WHAT IS REQUIRED: The required output is every entry, printed exactly as written.

SOURCE MATERIAL:

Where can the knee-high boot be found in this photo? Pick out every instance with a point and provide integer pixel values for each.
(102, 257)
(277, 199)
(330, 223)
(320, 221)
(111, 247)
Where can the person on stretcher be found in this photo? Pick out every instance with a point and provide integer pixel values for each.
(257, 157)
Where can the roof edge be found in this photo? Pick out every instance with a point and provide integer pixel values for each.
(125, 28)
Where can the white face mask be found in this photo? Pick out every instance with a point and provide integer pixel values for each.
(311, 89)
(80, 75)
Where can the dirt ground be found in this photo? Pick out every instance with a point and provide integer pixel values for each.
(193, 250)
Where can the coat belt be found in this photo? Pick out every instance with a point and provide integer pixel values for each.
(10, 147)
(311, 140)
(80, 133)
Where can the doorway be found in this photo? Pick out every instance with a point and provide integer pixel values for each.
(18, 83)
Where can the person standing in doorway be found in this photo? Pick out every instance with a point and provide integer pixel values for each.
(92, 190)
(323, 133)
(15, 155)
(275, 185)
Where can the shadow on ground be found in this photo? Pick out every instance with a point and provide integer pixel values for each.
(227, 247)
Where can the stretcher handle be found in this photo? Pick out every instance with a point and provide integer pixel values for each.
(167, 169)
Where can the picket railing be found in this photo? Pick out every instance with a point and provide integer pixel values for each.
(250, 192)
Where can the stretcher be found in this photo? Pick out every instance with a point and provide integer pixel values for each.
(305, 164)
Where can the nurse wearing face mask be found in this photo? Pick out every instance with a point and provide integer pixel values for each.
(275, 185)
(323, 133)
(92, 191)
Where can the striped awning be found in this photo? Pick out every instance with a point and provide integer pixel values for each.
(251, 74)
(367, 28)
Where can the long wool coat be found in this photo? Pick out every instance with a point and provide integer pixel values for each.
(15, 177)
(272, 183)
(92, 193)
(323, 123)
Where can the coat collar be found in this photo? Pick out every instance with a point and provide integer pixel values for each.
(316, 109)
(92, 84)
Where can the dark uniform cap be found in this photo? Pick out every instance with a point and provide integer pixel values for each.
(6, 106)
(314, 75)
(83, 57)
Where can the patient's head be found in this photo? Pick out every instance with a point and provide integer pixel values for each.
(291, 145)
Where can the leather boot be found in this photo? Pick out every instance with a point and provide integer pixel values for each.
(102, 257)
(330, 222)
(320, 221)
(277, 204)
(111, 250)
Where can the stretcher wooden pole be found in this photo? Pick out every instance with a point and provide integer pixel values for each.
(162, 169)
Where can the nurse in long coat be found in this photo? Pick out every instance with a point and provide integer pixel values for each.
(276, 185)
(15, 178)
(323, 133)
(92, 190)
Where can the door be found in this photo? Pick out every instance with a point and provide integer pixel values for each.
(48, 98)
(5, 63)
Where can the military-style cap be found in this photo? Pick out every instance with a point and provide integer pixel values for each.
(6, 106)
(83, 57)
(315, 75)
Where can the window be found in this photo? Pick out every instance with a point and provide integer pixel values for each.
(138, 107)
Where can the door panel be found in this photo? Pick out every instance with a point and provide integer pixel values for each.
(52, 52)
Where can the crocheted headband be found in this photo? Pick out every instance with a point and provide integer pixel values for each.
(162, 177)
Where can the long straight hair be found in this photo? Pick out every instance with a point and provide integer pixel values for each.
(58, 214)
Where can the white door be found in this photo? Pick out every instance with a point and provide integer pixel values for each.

RESULT:
Where can the knee-high boot be found in this photo? Pick out every instance with a point and provide integer pixel values for each.
(102, 257)
(277, 199)
(330, 223)
(320, 221)
(111, 247)
Where can the person on stretcher be found in this photo? Pick out every instance with a point and provide integer pixel values for each.
(257, 157)
Where can the roof edge be found in this photo? Pick out every instance with a point and provide integer pixel values for each.
(125, 28)
Where can the white face mask be found in this photo? Pick out every instance with a point and provide integer pixel values for each.
(311, 89)
(80, 75)
Where can the dirt ground be found in this photo? Pick out every instance with a point and provide integer pixel values for each.
(193, 250)
Where can the coat belt be found in this photo? Pick out every instance with a point and provide integer pixel values for each.
(10, 147)
(311, 140)
(80, 133)
Where can the doorway be found in this photo? Pick out every instance with a point and provide integer pixel values for each.
(18, 83)
Where can the person standing in doorway be found in this photo? Pick out every instance with a point and provide integer pixel values for each.
(92, 190)
(323, 133)
(15, 155)
(275, 185)
Where can the shadow on ground be found in this photo? Pick out every instance with a point and provide integer pixel values for each.
(227, 247)
Where can the stretcher handle be found in this photo? Pick out every instance with a point and provide integer pixel values for each.
(167, 169)
Where can the picket railing be found in this photo? Pick out every instance with a point and provide integer pixel values for each.
(250, 192)
Where can the stretcher be found in this photo? Pick out every instance with a point and provide integer pixel values for each.
(305, 164)
Where can the nurse wearing face mask be found in this photo? Pick out every instance with a point and provide integer pixel values for each.
(275, 185)
(323, 133)
(92, 191)
Where can the striped awning be found in this photo? Pick out every instance with a point and provide integer pixel values for each.
(251, 74)
(367, 28)
Where can the long wool coat be found in this photo? Pick out every instance with a point and provide integer pixel values for each.
(15, 177)
(272, 183)
(92, 193)
(323, 123)
Where can the coat collar be found in this photo? Pick out every instance with a point and provide integer pixel values for each.
(316, 109)
(92, 84)
Where can the dark uniform cap be found in this photo? Pick out every instance with a point and provide integer pixel values for each.
(6, 106)
(314, 75)
(83, 57)
Where can the patient's head be found in this photo? Pick out every instance with a point and provide integer pixel values for each.
(291, 145)
Where can the leather boot be found in this photo? Pick out every instance with a point and provide integer pixel values for each.
(102, 257)
(330, 222)
(320, 221)
(277, 204)
(111, 250)
Where can the stretcher wooden pole be found in this photo? Pick out every instance with a point and provide integer pixel values for each.
(162, 169)
Where can the nurse in long coat be found in this photo? Pick out every instance with a point and provide integer pixel values for each.
(276, 185)
(15, 178)
(323, 133)
(92, 190)
Where can the door be found in this photo? Pick out every instance with a point and provide integer pixel values for each.
(48, 98)
(5, 63)
Where can the military-style cap be found in this photo? Pick out every instance with a point and provide integer pixel values for each.
(6, 106)
(83, 57)
(315, 75)
Where can the window be found in this photo? Pick out every instance with a point and provide integer pixel values for each.
(138, 107)
Where can the door panel be found in this photo? Pick out every instance with a point and provide integer pixel values for each.
(52, 52)
Where can the crocheted headband be found in this photo? Pick out every instance with a point and provide integer pixel values for each.
(162, 177)
Where can the long straight hair be found in this photo? Pick out every instance with a point and provide integer pixel values for each.
(58, 214)
Where can the white door be found in this photo? Pick out every instance with a point and provide integer pixel values for each.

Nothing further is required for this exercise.